▸ Task goal: Change each "keypoint" in the lines below to "point", and give all of the lines back with nothing else altered.

[Data listing]
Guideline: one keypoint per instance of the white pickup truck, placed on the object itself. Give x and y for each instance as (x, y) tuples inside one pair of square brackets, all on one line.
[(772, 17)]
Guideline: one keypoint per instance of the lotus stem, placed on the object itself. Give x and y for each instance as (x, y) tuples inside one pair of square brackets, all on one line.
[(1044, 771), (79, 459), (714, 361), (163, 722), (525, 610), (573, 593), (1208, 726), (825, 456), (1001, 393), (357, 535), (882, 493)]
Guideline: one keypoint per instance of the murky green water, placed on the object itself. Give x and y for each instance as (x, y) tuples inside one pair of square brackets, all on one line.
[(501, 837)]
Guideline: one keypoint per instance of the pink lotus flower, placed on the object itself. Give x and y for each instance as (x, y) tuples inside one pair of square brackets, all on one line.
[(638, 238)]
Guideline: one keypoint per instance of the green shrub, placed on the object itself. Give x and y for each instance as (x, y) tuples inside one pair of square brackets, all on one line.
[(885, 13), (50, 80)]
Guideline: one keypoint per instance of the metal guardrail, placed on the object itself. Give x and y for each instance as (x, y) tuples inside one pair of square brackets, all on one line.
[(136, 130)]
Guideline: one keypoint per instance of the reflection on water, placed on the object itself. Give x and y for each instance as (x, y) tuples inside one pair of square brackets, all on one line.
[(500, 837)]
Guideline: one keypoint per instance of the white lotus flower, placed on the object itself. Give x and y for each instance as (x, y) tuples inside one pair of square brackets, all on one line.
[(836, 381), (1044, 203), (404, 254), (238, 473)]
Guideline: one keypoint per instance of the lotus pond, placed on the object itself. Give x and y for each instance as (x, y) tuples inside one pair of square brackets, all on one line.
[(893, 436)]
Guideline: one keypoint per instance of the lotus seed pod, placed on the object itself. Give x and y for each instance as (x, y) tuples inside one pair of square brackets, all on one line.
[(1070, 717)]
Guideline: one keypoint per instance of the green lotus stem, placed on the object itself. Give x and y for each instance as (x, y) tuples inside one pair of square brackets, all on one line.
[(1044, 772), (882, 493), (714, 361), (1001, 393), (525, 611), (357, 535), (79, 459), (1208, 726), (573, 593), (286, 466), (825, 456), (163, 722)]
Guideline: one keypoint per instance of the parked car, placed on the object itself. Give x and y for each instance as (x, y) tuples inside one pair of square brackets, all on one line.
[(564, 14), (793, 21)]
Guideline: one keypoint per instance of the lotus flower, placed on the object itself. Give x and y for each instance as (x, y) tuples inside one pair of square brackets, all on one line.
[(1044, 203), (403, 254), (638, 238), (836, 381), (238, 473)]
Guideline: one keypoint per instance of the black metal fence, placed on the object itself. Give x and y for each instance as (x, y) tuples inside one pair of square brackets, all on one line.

▸ Final result:
Guideline: one point per instance of the white pickup truck, placed on the object itself. Give x and y for each instance as (x, y) tuples inside one pair of square brackets, all on one line.
[(772, 17)]
Guideline: one point per instance of the lotus stem, placed on the object itself. Give x and y for each instance as (x, y) tuples inside one pair of square brackets, all on one line.
[(1044, 771), (79, 459), (714, 361), (163, 722), (525, 610), (573, 593), (1208, 726), (825, 456), (1001, 393), (357, 535), (882, 493)]
Guideline: one point per instance of the murky green water, placed on the object itself. Give x and y for each instance as (x, y) tuples inside one pair of square brackets, all on one line.
[(501, 837)]
Guideline: one point per instance of the pink lotus flower, placed on the object itself. Give x and y for each instance as (x, y) tuples inside one pair of square brackets, all on one line.
[(638, 238)]
Guideline: one point per instance of the green shrub, placed on the object itself. Give x and y for each instance as (x, y) tuples inside one pair of square brackets, all on one line.
[(885, 13), (50, 80)]
Guideline: one point per instance of the metal guardrail, placed on the object itself. Give x and y for each instance as (x, y) tuples inside one pair of square brackets, all on one line.
[(136, 130)]
Guideline: one point per instance of the reflection on water, placed on the object itself. Give x and y for each instance as (x, y) tuples inside one pair of square brackets, all on one line.
[(500, 837)]
Guideline: one point per instance of the white lotus flower, placed on the object itself. Give x and y for each instance as (x, y) tuples inside one pair of square brackets, all on one line.
[(836, 381), (1044, 203), (404, 254), (238, 473)]
Guideline: one point per instance of the lotus pond, placed on the object itself. Give x and y for each instance as (x, y) tuples inside one pair of square brackets, all on one line.
[(893, 436)]
Guideline: one point per instance of the lotus seed pod, placed on the object itself. Give x and y for each instance as (x, y) tuples inside one pair of square brackets, all on one line.
[(1070, 717)]
Guideline: one point per instance of the green lotus stem, placed on the object itself. Give x and y for each instance as (x, y) tuples inside one pair of square brackets, all on one line.
[(1044, 772), (882, 493), (714, 361), (1001, 393), (525, 611), (357, 535), (79, 459), (1208, 726), (573, 593), (286, 466), (825, 456), (163, 722)]
Guideline: one point per instance of the parked car, placed on the object itself. Give x and y for each instance as (x, y) tuples inside one pair of square brackets, all on one line.
[(564, 14), (793, 21)]
Guideline: one point per instance of the lotus flower, placed on the object itself. Give x and y for each instance as (x, y) tuples inside one pair of square brackets, all on one line.
[(1044, 203), (403, 254), (638, 238), (836, 381), (238, 473)]
Guideline: one point per instance of the black metal fence, placed on the object itself. Give x and y for each instance as (x, y) tuples inside one pair of square brackets, all on one line.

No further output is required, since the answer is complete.